Treat the line containing "find the ladder" as the first line and the final line of the material below as the last; reproduce that range exactly.

[start of Material to process]

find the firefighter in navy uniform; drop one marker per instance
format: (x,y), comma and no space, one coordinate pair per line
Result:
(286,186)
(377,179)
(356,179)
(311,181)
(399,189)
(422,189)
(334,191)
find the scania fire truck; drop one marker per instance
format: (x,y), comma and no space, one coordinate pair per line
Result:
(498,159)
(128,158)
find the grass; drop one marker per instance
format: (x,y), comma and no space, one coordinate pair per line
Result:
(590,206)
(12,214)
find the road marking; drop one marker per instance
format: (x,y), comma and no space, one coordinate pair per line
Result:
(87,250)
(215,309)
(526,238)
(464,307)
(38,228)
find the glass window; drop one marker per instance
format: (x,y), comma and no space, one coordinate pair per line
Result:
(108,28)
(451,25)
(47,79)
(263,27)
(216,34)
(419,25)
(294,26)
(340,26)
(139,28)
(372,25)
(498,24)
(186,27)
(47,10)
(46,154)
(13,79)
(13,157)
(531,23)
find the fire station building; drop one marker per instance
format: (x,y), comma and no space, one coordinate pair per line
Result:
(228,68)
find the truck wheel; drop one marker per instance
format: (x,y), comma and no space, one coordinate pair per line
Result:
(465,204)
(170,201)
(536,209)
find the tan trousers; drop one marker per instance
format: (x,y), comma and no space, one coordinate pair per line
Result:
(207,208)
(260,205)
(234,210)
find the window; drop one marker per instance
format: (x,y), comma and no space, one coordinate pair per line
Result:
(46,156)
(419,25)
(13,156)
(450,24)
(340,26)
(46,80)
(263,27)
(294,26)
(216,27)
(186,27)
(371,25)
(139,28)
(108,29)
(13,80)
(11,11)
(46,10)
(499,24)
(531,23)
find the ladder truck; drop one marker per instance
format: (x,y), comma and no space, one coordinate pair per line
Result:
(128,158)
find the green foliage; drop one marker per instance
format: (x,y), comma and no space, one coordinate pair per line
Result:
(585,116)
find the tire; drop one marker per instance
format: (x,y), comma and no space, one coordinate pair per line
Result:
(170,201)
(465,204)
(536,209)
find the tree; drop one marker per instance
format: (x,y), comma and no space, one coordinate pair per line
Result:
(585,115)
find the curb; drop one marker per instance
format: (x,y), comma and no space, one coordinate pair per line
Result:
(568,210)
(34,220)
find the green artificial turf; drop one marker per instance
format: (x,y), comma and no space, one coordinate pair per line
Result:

[end of Material to process]

Task result —
find the ladder truck; drop one marker per instance
format: (x,y), comma and no space, one coordinate pair per line
Result:
(128,158)
find the green foliage; drop one marker per instance
format: (x,y), comma and no space, one coordinate pair per line
Result:
(585,116)
find the tire; drop one marker per instance
format: (x,y), comma and no space, one coordinate pair per line
Result:
(170,201)
(465,204)
(536,209)
find the tree; drop one marker per instance
format: (x,y), comma and no space, one coordinate pair per line
Result:
(585,115)
find the curb; drop one marker per instance
format: (x,y), comma and no space, one coordinate pair per line
Result:
(568,210)
(34,220)
find the green artificial turf; drop one marker per instance
format: (x,y), comma and no space, one coordinate pair per line
Result:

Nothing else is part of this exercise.